Stated task 1:
From the column on Maine's rivers, extract the passage starting at "Climate problems may" and ending at "its coastal rivers?", word for word.
Stated task 2:
Continue the column on Maine's rivers from the point where it stops.

Passage to read:
-- START --

Climate problems may seem overwhelming, but people all around this great nation are taking action. This week’s column looks at MAINE and the question is: What happened when Maine removed dams on some of its coastal rivers?

The Clean Water Act of 1972 celebrates its 50th year in 2022. Mainers are proud that the late native son Senator Edmund Muskie introduced the bill. He was distressed by pollution in Maine’s rivers and took legislative action that brought national attention to the problem. After its passage, President Nixon vetoed the law, calling it too expensive. Congress immediately overrode the veto. I can’t believe anyone would think that cleaning up U.S. rivers wasn’t worth the cost.

-- END --

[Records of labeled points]
-- START --

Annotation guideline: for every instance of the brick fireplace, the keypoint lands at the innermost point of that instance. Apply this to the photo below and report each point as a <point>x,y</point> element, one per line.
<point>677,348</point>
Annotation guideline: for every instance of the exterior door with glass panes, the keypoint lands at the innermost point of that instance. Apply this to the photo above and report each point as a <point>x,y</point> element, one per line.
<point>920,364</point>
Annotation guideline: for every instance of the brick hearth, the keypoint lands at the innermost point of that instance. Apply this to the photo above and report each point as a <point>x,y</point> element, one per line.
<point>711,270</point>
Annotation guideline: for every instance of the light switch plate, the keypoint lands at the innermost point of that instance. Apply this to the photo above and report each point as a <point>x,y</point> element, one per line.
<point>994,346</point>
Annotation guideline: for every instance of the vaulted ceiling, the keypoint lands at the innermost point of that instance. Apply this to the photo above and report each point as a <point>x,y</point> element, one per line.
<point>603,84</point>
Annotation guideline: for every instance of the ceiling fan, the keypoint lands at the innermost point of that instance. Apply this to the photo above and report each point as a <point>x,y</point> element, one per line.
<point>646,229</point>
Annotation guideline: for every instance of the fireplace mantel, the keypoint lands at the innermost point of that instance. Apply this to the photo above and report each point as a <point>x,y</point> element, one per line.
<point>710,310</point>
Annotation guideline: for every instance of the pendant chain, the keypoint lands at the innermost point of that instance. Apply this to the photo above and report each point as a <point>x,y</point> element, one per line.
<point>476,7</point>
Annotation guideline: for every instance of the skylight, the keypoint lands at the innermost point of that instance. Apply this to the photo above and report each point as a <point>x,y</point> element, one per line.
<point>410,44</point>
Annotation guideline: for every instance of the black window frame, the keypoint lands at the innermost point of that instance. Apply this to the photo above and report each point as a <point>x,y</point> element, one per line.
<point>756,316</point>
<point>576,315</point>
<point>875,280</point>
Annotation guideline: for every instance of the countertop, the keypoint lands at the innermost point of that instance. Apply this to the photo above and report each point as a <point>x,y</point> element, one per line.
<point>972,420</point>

-- END --

Exercise answer 1:
Climate problems may seem overwhelming, but people all around this great nation are taking action. This week’s column looks at MAINE and the question is: What happened when Maine removed dams on some of its coastal rivers?

Exercise answer 2:
Rivers are among our most important natural resources; they give us drinking water and a multitude of other benefits. The Clean Water Act did stop many point sources of pollution (i.e., coming from a specific, identifiable source), and brought some federal safeguards into play. It made a significant impact by setting standards for water quality, but the National Resources Defense Council reports that nearly half of our lakes and rivers are still too polluted for recreational use, fishing, and drinking water, because of pollutants from surface water runoff and other non-point sources. Unsustainable!

Hydroelectric power is another facet of the thorny problems we face concerning U.S. rivers. Americans have harnessed hydropower for centuries, beginning with the earliest mills. One of the positive benefits of hydropower is that it can be continuous or on-demand, as long as water is flowing through the system to turn turbines and generate power. If small dams were good, we Americans figured bigger and more numerous dams were better. This trend has brought us to a crisis for fish populations.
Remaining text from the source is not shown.